## TASK LIST
1. In the article on arsenic in treated-timber picnic tables, which countries have banned CCA-treated timber altogether?
2. Carry the article on arsenic in treated-timber picnic tables forward from its last sentence.

## QUOTED PASSAGE
▽

This is a final version submitted for publication. Minor editorial changes may have subsequently been made.
THEY'RE panicking in Indiana, US. When TV news show 13 Investigates tested the surface of picnic tables there recently, it found high levels of arsenic.
Now, thousands of picnic tables are being removed from parks or painted with an oil-based stain.
The picnic tables are made of timber treated with copper chrome arsenate (CCA), used in most of Australia's park picnic tables.
Should we also be panicking?
Scientists have demonstrated that arsenic leaks out of CCA-treated timber, even 20 years after it has been treated. It is also known that exposure to arsenic can cause cancer.
According to the World Health Organisation, arsenic is a known carcinogen and is acutely toxic. It can cause lung, bladder and skin cancer, as well as reproductive and neurological problems. But is there enough arsenic in Australian picnic tables to cause such dire consequences?
We don't really know because no one has done wipe tests. Without such data, and given the high levels of arsenic found by such studies overseas, can we be complacent about the risks involved?
Some nations have taken a precautionary approach. CCA-treated timber has been banned altogether in Switzerland, Vietnam and Indonesia and severely restricted in Japan and Europe.
In 2005 the Australian Pesticides and Veterinary Medicines Authority cancelled the use of CCA for treating timber destined for garden furniture, picnic tables, exterior seating, children's play equipment, patio and domestic decking and handrails.

△

## GIVEN ENTRIES
▽

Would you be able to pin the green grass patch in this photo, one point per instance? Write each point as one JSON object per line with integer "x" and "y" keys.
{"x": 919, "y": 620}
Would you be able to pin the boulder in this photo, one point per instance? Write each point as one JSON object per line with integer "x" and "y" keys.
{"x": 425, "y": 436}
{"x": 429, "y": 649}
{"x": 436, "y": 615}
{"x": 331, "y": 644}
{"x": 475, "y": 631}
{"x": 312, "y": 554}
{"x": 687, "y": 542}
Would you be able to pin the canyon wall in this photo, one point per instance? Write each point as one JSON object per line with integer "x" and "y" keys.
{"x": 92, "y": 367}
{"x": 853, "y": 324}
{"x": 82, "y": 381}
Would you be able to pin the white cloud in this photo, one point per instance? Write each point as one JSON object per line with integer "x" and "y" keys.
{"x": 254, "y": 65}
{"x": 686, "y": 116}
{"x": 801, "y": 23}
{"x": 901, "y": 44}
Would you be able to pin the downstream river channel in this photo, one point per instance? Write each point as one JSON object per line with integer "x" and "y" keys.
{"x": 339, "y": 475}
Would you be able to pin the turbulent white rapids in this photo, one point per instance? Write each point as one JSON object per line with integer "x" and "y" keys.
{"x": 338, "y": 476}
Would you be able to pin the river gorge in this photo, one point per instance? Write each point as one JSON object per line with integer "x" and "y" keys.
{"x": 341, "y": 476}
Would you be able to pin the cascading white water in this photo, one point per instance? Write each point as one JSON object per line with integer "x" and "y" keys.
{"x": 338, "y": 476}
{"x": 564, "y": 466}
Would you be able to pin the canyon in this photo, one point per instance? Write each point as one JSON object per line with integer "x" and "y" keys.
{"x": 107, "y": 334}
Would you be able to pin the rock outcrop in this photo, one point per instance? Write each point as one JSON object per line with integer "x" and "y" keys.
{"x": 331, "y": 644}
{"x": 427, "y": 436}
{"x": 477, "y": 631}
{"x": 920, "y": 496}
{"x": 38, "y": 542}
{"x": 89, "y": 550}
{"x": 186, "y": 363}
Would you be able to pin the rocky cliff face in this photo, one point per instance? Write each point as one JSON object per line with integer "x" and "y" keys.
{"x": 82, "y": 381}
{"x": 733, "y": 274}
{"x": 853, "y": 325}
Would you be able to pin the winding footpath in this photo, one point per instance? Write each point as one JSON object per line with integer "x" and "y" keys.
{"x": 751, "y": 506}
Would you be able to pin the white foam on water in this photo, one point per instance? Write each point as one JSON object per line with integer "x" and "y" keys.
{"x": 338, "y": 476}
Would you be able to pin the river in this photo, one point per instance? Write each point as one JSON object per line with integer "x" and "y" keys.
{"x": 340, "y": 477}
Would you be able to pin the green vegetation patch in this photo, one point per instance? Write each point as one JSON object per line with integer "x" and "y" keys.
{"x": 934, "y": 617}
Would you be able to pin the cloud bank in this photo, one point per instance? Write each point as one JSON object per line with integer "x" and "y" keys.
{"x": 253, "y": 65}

△

## ANSWER SET
1. Switzerland, Vietnam and Indonesia

2.
But should we be worried about the picnic tables (and play equipment) already out there in our parks and on our beaches?
Should our councils be allowing parents and children to eat food off treated timber picnic tables that could be coated in arsenic?
People can be exposed to arsenic through touching CCA-treated timber because surface arsenic sticks to human skin. It then can be transferred to the mouth, for example by subsequent handling of food.
It also can be transferred to the mouth by eating food placed directly on CCA-treated surfaces.
Yet how many people think twice about eating off council picnic tables? Surely that is what they are there for?
The APVMA claims it has no power to control how people use the structures made from CCA-treated timber. It is local councils that control the ongoing use of existing picnic tables. Local councils may be comforted by the fact that picnic tables have been around for many years and no one has yet set out to prove that they got cancer from them.
But who would dream that their lung or bladder or skin cancer might have been caused by eating off picnic tables in their youth? Especially given that Australian authorities didn't admit to the potential problem until recently.
The lack of past lawsuits will not provide comfort to the wider community. Perhaps only tests showing picnic tables are arsenic-free will do that.
Otherwise there might be good reason to follow Indiana park authorities and do something about all those picnic tables.